[Begin SOURCE DATA]
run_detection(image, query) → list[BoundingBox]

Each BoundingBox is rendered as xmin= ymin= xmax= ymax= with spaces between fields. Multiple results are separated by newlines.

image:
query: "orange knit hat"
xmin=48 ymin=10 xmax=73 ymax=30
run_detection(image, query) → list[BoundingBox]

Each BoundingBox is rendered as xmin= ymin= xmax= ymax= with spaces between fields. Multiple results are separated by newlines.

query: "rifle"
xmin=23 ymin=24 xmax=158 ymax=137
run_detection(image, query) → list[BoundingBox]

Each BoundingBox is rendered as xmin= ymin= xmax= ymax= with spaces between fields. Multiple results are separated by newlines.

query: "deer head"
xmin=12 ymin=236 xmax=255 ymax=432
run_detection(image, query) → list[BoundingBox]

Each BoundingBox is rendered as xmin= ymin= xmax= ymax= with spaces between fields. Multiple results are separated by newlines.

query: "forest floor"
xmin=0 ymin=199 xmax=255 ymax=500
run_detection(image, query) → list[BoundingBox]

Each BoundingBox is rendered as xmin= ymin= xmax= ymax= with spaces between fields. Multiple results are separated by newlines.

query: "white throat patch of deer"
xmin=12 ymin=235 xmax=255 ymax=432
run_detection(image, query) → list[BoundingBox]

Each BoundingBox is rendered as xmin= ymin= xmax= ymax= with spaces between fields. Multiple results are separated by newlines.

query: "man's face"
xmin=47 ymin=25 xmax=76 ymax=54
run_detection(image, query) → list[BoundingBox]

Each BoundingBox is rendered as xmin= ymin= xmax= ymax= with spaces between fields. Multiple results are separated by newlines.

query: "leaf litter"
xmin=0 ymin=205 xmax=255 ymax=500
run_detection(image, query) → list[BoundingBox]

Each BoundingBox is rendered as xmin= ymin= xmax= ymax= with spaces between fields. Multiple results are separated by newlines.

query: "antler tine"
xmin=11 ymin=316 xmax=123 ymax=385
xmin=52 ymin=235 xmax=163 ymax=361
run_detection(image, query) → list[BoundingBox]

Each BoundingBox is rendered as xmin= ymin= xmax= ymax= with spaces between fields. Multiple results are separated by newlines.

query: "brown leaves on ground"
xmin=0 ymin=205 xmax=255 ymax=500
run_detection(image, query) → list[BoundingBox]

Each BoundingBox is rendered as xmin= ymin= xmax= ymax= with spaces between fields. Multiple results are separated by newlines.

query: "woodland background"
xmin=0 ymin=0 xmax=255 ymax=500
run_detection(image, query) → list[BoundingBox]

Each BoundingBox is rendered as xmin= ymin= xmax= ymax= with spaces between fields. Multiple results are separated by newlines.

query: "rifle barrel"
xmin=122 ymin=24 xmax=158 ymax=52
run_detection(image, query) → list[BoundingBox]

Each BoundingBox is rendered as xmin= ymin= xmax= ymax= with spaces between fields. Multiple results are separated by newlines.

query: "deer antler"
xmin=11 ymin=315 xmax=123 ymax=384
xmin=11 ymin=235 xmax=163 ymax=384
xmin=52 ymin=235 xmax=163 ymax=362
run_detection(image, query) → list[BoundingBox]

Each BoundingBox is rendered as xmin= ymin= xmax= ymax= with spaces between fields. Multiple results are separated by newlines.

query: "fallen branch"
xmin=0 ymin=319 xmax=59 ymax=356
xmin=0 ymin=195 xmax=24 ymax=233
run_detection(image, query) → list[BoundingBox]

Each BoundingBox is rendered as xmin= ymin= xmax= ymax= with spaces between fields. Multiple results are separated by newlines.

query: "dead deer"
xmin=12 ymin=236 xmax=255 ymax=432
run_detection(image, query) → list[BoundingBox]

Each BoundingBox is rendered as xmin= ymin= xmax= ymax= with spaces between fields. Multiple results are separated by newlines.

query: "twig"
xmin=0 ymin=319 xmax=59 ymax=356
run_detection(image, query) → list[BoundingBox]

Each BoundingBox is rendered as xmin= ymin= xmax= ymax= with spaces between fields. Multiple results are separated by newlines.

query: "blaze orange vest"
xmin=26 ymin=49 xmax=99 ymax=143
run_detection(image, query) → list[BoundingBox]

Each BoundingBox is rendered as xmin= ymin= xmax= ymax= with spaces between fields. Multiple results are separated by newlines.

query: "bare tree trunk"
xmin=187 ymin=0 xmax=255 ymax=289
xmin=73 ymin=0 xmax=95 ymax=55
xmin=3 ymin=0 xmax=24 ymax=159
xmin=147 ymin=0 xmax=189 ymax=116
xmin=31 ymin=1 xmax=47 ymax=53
[End SOURCE DATA]
From the records above, copy out every line containing the string "antler". Treat uppercase and lowercase as different.

query: "antler tine"
query: "deer antler"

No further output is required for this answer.